• [SOURCE PASSAGE]:
>>>
The laws cover a broad range of issues. Some of the laws, such as a ban on sex-selective abortion, are plainly symbolic. Women seeking abortions in Oklahoma, as in other states, need not provide a reason for terminating their pregnancies. There is no way to enforce this provision.
Other laws have had a direct impact on the delivery of reproductive health care in the state. For example, one state law forbids the use of public funds or facilities for the provision of abortion services. This law bars doctors at the University of Oklahoma hospital—the state’s leading health-care center—from providing abortions for any reasons other than rape, incest, or medical necessity. The ban’s most dramatic consequences are seen in cases involving poor women, who learn, typically halfway through their pregnancies, that their fetuses have severe anomalies.
<<<
• [COMPLETE THE FOLLOWING]:
1) In the passage on Oklahoma's abortion laws, what does the state law on public funds forbid?
2) According to the passage on Oklahoma's abortion laws, for which reasons may doctors at the University of Oklahoma hospital still provide abortions? List all of them.
3) Carry on the passage on Oklahoma's abortion laws from its last sentence.

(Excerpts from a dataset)
>>>
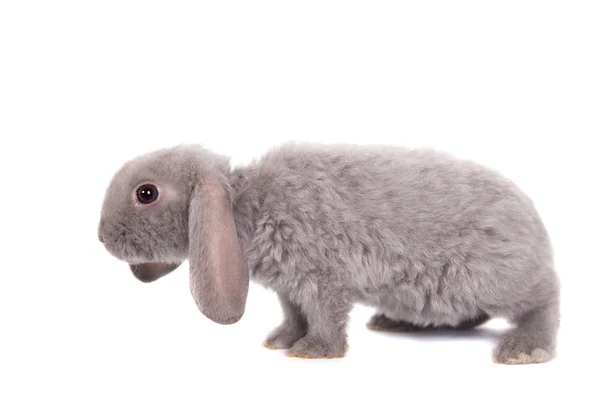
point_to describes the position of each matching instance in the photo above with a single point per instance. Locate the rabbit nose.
(100, 237)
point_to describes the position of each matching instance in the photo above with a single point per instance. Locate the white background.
(86, 85)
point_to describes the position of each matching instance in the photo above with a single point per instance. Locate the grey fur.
(427, 239)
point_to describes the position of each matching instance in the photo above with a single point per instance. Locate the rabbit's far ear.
(218, 273)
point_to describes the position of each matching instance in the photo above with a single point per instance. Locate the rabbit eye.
(147, 194)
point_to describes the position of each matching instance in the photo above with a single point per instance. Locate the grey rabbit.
(429, 240)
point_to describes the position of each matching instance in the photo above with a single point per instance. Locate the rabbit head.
(172, 205)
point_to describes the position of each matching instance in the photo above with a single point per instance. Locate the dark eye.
(147, 194)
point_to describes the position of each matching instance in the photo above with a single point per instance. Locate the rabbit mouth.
(151, 271)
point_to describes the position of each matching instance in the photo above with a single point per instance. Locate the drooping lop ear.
(218, 273)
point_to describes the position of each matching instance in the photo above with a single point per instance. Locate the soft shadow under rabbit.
(429, 240)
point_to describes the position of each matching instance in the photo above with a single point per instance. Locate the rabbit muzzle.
(149, 272)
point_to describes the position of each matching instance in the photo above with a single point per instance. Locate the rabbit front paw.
(318, 347)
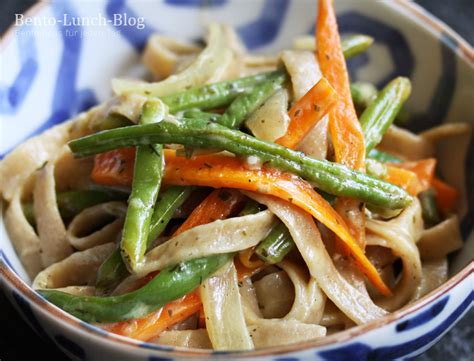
<<<
• [OUTPUTS FOR THE TASKS]:
1) It forbids the use of public funds or facilities for the provision of abortion services.

2) Rape, incest, medical necessity

3)
Consider what happens when a poor woman finds out that her fetus has trisomy 18, a condition that causes severe developmental delays due to an extra chromosome. As anomalies go, it’s fairly common—one in 2,500 pregnancies, and one in 6,000 births. Most of the time, the woman miscarries. For those who survive, life is precarious and profoundly limited. Only 10 percent will reach their first birthday. Those who live require full-time, institutionalized care.
Yet unless this pregnant woman has money to pay for a private abortion—which by mid-trimester, when these anomalies typically are discovered, will cost thousands, rather than hundreds, of dollars—she must continue her pregnancy.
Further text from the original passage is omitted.